■ TASK
Copy each line of the data exactly. Leave nothing out.

■ DATA LISTING
----------
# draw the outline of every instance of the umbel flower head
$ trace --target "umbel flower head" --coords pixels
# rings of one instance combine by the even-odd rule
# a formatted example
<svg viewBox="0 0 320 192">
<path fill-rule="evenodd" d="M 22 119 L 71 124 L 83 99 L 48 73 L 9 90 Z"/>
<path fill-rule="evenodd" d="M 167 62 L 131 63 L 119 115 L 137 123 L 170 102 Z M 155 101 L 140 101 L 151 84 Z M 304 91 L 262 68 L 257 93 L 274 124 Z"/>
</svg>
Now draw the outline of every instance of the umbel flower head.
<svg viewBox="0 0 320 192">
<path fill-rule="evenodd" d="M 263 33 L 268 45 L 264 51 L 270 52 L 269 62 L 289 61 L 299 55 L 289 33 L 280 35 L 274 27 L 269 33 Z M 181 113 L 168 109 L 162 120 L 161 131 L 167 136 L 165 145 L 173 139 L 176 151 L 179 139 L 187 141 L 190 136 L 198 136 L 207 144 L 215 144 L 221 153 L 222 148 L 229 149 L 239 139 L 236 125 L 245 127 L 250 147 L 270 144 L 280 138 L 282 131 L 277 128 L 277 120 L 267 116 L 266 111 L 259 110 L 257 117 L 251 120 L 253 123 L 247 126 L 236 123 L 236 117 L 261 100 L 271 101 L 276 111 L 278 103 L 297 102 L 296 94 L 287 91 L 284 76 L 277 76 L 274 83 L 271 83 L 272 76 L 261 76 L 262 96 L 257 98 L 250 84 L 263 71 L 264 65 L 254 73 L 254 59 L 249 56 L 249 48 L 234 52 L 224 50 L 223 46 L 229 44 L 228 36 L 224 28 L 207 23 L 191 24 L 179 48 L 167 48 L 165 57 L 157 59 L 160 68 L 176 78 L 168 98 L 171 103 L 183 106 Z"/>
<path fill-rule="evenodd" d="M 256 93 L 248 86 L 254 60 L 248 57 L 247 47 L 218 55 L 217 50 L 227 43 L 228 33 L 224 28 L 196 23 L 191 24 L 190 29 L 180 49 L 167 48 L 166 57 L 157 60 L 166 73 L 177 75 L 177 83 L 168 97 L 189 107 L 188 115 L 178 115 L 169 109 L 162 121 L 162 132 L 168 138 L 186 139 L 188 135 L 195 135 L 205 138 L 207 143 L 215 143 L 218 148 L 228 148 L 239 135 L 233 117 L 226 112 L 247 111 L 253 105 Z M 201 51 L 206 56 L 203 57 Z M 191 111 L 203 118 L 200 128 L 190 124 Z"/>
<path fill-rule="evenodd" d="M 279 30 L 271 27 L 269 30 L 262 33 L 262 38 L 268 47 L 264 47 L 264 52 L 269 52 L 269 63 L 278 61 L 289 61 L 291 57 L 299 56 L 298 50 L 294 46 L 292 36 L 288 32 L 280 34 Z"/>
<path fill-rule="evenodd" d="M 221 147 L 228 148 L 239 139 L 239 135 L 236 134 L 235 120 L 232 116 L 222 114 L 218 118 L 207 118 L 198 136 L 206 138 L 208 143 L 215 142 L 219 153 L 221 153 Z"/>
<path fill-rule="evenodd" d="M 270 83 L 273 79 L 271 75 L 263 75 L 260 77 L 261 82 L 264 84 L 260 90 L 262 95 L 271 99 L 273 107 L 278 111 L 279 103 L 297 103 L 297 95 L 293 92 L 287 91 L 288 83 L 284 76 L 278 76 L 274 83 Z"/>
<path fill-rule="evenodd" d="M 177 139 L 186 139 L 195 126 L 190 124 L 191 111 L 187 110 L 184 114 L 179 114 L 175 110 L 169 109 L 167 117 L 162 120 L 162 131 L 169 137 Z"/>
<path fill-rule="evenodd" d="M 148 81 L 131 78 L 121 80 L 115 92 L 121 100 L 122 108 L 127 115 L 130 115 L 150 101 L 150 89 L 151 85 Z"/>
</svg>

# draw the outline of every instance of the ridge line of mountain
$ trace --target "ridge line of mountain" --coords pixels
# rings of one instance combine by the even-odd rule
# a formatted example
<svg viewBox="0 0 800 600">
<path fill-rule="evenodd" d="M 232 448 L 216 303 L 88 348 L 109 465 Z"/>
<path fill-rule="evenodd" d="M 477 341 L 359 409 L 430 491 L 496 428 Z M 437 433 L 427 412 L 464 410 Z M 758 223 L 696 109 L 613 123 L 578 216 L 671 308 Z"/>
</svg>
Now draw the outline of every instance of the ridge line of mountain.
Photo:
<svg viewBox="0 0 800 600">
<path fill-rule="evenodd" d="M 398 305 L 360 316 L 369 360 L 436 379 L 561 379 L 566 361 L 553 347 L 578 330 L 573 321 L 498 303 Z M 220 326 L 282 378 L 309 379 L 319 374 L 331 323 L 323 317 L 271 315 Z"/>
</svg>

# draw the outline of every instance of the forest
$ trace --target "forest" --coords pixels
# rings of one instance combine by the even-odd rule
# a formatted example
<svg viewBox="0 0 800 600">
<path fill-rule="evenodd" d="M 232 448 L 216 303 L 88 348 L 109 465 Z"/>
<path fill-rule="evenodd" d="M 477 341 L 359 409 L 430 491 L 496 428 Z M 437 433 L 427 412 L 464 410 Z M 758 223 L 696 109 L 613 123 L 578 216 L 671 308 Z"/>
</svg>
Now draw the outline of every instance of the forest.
----------
■ ANSWER TO THIS EXERCISE
# draw the outline of every instance of the umbel flower head
$ trace --target "umbel flower head" --coords pixels
# rings of one instance combine by the even-odd rule
# a formatted example
<svg viewBox="0 0 320 192">
<path fill-rule="evenodd" d="M 22 119 L 71 124 L 83 99 L 48 73 L 9 90 Z"/>
<path fill-rule="evenodd" d="M 167 62 L 131 63 L 119 115 L 137 123 L 170 102 Z M 155 101 L 140 101 L 151 84 Z M 304 91 L 262 68 L 257 93 L 274 124 Z"/>
</svg>
Now draw the outline of every instance of the umbel flower head.
<svg viewBox="0 0 320 192">
<path fill-rule="evenodd" d="M 263 33 L 268 45 L 264 51 L 270 52 L 269 62 L 289 61 L 299 55 L 289 33 L 280 35 L 274 27 L 269 33 Z M 181 113 L 168 109 L 162 120 L 161 131 L 167 136 L 165 145 L 173 139 L 176 151 L 179 139 L 187 141 L 190 136 L 198 136 L 207 144 L 215 144 L 221 153 L 222 148 L 229 149 L 239 139 L 236 125 L 245 127 L 250 147 L 270 144 L 280 138 L 282 131 L 277 128 L 277 120 L 267 116 L 266 111 L 259 110 L 257 117 L 251 120 L 253 123 L 247 126 L 236 123 L 236 117 L 261 100 L 271 101 L 276 111 L 278 103 L 297 102 L 296 94 L 287 91 L 284 76 L 277 76 L 274 83 L 271 83 L 272 76 L 261 76 L 262 96 L 257 98 L 250 84 L 263 71 L 264 65 L 254 73 L 254 59 L 249 56 L 249 48 L 234 52 L 224 50 L 223 46 L 229 44 L 228 36 L 224 28 L 207 23 L 191 24 L 179 48 L 167 48 L 165 57 L 157 59 L 160 68 L 176 78 L 168 98 L 171 103 L 183 106 Z"/>
<path fill-rule="evenodd" d="M 256 93 L 248 86 L 254 60 L 248 57 L 247 47 L 218 55 L 217 50 L 227 43 L 228 33 L 224 28 L 196 23 L 191 24 L 190 29 L 180 49 L 167 48 L 166 57 L 157 60 L 166 73 L 177 75 L 177 83 L 168 97 L 189 107 L 188 115 L 178 115 L 169 109 L 162 121 L 162 132 L 168 138 L 186 139 L 188 135 L 195 135 L 205 138 L 207 143 L 215 143 L 218 148 L 228 148 L 239 135 L 233 117 L 226 112 L 247 111 L 253 105 Z M 201 51 L 206 56 L 203 57 Z M 191 111 L 203 118 L 200 128 L 190 124 Z"/>
<path fill-rule="evenodd" d="M 279 30 L 271 27 L 269 30 L 262 33 L 262 38 L 268 47 L 264 47 L 264 52 L 269 52 L 269 63 L 278 61 L 289 61 L 291 57 L 299 56 L 298 50 L 294 46 L 292 36 L 288 32 L 280 34 Z"/>
<path fill-rule="evenodd" d="M 221 147 L 228 148 L 239 139 L 239 135 L 236 134 L 235 120 L 232 116 L 222 114 L 218 118 L 207 118 L 198 136 L 206 138 L 208 143 L 215 142 L 219 153 L 221 153 Z"/>
<path fill-rule="evenodd" d="M 270 83 L 273 79 L 271 75 L 263 75 L 260 77 L 261 82 L 264 84 L 260 90 L 262 95 L 271 99 L 273 107 L 278 111 L 279 103 L 297 103 L 297 95 L 293 92 L 287 91 L 288 83 L 284 76 L 278 76 L 274 83 Z"/>
<path fill-rule="evenodd" d="M 177 139 L 186 139 L 195 126 L 190 124 L 191 111 L 187 110 L 184 114 L 179 114 L 175 110 L 169 109 L 167 117 L 162 120 L 162 131 L 169 137 Z"/>
<path fill-rule="evenodd" d="M 148 81 L 131 78 L 121 80 L 115 92 L 121 100 L 122 108 L 127 115 L 130 115 L 150 101 L 150 89 L 151 85 Z"/>
</svg>

# draw the outline of every instance of the ridge line of mountain
$ trace --target "ridge line of mountain" --coords pixels
# rings of one instance combine by the even-odd rule
# a formatted example
<svg viewBox="0 0 800 600">
<path fill-rule="evenodd" d="M 232 448 L 216 303 L 88 348 L 109 465 Z"/>
<path fill-rule="evenodd" d="M 477 341 L 359 409 L 430 491 L 496 428 Z M 437 433 L 427 412 L 464 410 Z M 758 223 L 696 109 L 613 123 L 578 216 L 671 308 Z"/>
</svg>
Now draw the outline of every instance of the ridge line of mountain.
Photo:
<svg viewBox="0 0 800 600">
<path fill-rule="evenodd" d="M 398 305 L 360 316 L 369 360 L 436 379 L 561 379 L 566 361 L 553 347 L 578 330 L 573 321 L 498 303 Z M 220 326 L 282 378 L 309 379 L 319 374 L 331 323 L 323 317 L 271 315 Z"/>
</svg>

# draw the outline of every instance of the forest
$ trace --target "forest" --coords pixels
# rings of one instance combine by the even-odd rule
# a formatted example
<svg viewBox="0 0 800 600">
<path fill-rule="evenodd" d="M 232 448 L 216 303 L 88 348 L 109 465 Z"/>
<path fill-rule="evenodd" d="M 477 341 L 359 409 L 430 491 L 496 428 Z M 437 433 L 427 412 L 464 410 Z M 758 223 L 696 109 L 613 123 L 578 216 L 671 308 Z"/>
</svg>
Now draw the outline of every instance of the forest.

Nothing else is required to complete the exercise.